— START —

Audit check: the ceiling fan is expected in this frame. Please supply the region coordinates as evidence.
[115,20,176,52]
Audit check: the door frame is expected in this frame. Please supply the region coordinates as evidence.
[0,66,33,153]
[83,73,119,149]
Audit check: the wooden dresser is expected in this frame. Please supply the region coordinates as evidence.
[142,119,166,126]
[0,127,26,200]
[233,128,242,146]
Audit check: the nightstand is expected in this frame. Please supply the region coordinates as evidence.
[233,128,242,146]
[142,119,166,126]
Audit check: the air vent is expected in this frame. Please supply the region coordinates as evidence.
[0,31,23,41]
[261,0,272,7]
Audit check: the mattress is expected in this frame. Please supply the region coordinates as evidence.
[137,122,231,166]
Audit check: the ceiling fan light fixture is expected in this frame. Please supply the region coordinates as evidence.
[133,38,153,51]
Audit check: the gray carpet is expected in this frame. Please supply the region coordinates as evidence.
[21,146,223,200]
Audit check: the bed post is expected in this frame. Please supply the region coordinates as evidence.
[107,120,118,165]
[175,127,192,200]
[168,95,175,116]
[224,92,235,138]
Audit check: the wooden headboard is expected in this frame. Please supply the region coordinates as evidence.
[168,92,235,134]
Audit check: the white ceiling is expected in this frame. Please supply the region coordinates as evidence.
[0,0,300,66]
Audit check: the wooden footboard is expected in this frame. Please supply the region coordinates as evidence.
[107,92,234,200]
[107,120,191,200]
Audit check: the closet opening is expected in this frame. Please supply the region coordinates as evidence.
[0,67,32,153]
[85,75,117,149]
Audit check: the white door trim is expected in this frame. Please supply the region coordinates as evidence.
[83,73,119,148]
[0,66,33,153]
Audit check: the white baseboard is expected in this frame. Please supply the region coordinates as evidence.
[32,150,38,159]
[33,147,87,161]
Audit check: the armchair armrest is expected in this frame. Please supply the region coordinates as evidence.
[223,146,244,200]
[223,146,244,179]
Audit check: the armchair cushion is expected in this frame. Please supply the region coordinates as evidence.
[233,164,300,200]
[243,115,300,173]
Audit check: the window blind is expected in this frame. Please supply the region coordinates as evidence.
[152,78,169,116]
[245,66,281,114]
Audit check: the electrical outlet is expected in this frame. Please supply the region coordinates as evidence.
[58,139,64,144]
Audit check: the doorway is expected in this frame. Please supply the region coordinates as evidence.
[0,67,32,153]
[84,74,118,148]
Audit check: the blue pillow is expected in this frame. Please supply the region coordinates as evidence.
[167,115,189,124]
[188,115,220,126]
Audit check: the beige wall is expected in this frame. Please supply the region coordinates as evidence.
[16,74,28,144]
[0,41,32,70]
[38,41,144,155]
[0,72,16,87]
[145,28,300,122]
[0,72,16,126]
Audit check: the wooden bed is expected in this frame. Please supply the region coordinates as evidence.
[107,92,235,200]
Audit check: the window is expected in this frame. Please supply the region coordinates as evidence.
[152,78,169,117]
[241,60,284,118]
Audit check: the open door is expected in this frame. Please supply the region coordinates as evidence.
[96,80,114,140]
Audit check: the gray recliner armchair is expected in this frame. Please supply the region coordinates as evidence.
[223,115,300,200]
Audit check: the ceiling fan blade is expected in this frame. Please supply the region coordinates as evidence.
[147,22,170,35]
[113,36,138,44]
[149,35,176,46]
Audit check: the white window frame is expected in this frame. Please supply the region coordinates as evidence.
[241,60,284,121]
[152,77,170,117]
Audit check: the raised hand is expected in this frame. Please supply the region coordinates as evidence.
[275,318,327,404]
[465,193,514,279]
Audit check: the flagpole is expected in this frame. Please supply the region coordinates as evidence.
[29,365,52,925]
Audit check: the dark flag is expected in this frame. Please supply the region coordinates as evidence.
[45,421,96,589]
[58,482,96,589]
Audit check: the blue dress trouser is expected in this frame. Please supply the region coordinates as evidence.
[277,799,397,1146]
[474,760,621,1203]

— END —

• _Directions for this task_
Format every line of the records above as a JSON array of strings, one string per line, skipping any blank lines.

• _Response to the task_
[
  "Audit check: the ceiling fan is expected in this frame. Please supply the region coordinates as evidence.",
  "[115,20,176,52]",
  "Audit check: the door frame is expected in this frame. Please supply the region coordinates as evidence.",
  "[0,66,33,153]",
  "[83,73,119,149]",
  "Audit check: the wooden dresser is expected in this frame. Please supply the region coordinates as evidence.",
  "[142,119,166,126]",
  "[0,127,26,200]",
  "[233,128,242,146]",
  "Audit check: the nightstand is expected in this frame. Please supply the region coordinates as evidence.",
  "[233,128,242,146]",
  "[142,119,166,126]",
  "Audit check: the air vent is expected in this frame. Please supply the region coordinates as evidence.",
  "[0,31,23,41]",
  "[261,0,272,7]",
  "Audit check: the mattress is expected in this frame. Please supply the region coordinates as evidence.",
  "[137,122,231,166]",
  "Audit check: the ceiling fan light fixture is expected in this frame. Please supply the region coordinates as evidence.",
  "[133,38,153,51]",
  "Audit check: the gray carpet is expected in this frame. Please supply the region coordinates as evidence.",
  "[21,146,223,200]",
  "Audit check: the bed post is expected in this frame. Please supply the region coordinates as evidence.",
  "[107,120,118,165]",
  "[175,127,192,200]",
  "[168,95,175,116]",
  "[224,92,235,138]",
  "Audit check: the wooden headboard is expected in this frame. Please supply the region coordinates as evidence.",
  "[168,92,235,134]",
  "Audit check: the white ceiling is expected in this frame. Please supply the region coordinates as evidence.",
  "[0,0,300,66]",
  "Audit check: the wooden footboard is expected in this frame. Please supply the region coordinates as evidence.",
  "[107,92,234,200]",
  "[107,120,191,200]",
  "Audit check: the closet opening is expected in this frame. Please supply the region coordinates as evidence.",
  "[0,67,32,153]",
  "[85,75,117,149]",
  "Audit check: the white door trim is expected in this frame. Please supply the region coordinates as evidence.",
  "[83,73,119,148]",
  "[0,66,33,153]",
  "Audit check: the white baseboard is expected in this frame. Please supply the region coordinates as evidence.",
  "[32,150,38,159]",
  "[33,147,87,161]",
  "Audit check: the armchair armrest is expected in this frame. Please supply the region coordinates as evidence.",
  "[223,146,244,200]",
  "[223,146,244,179]",
  "Audit check: the armchair cushion is expected in this frame. Please supply the region coordinates as evidence.",
  "[233,164,300,200]",
  "[243,115,300,173]",
  "Audit check: the window blind is expected in this frame. Please supply the region coordinates as evidence.",
  "[152,78,169,116]",
  "[245,66,281,114]",
  "Audit check: the electrical outlet is expected in this frame. Please supply the region coordinates as evidence.",
  "[58,139,64,144]",
  "Audit check: the doorway is expected in this frame. Please supply the region coordinates as evidence.",
  "[0,67,32,153]",
  "[84,74,118,148]",
  "Audit check: the blue pillow is expected in this frame. Please supply the region coordinates as evidence.",
  "[167,115,189,124]",
  "[188,115,220,126]",
  "Audit check: the beige wall is expected in this frame. Please supply the region coordinates as evidence.",
  "[16,74,28,144]",
  "[0,41,32,70]",
  "[38,41,144,155]",
  "[0,72,16,87]",
  "[145,28,300,122]",
  "[0,72,16,126]",
  "Audit check: the wooden bed is expected in this frame. Please supply the region coordinates as evidence.",
  "[107,92,235,200]",
  "Audit check: the window is expected in this frame. Please supply the region coordinates as evidence.",
  "[152,78,169,117]",
  "[241,60,284,118]",
  "Audit check: the open door is expected in this frame. Please supply the region coordinates as evidence.",
  "[96,80,114,140]",
  "Audit check: the gray recliner armchair is expected in this frame. Please supply the region coordinates as evidence.",
  "[223,115,300,200]",
  "Audit check: the ceiling fan blade is expected in this frame. Please supply the region coordinates as evidence.",
  "[147,22,170,35]",
  "[113,36,138,44]",
  "[149,35,176,46]",
  "Audit check: the white window frame is expected in this frame. Please supply the region coordinates as evidence.",
  "[241,60,284,121]",
  "[152,77,170,117]",
  "Audit check: the raised hand is expected in this frame. Please supply the region coordinates as evidence.",
  "[275,318,327,404]",
  "[465,193,514,279]",
  "Audit check: the flagpole is expected in this frame. Please supply the region coordinates as evidence.",
  "[29,365,52,925]",
  "Audit check: the dark flag is expected in this frame. Please supply the region coordinates as evidence.",
  "[45,421,96,589]",
  "[58,482,96,589]",
  "Audit check: the blue dress trouser is expected in this frame. Please supply the region coordinates as evidence.",
  "[277,799,397,1146]",
  "[474,760,621,1203]"
]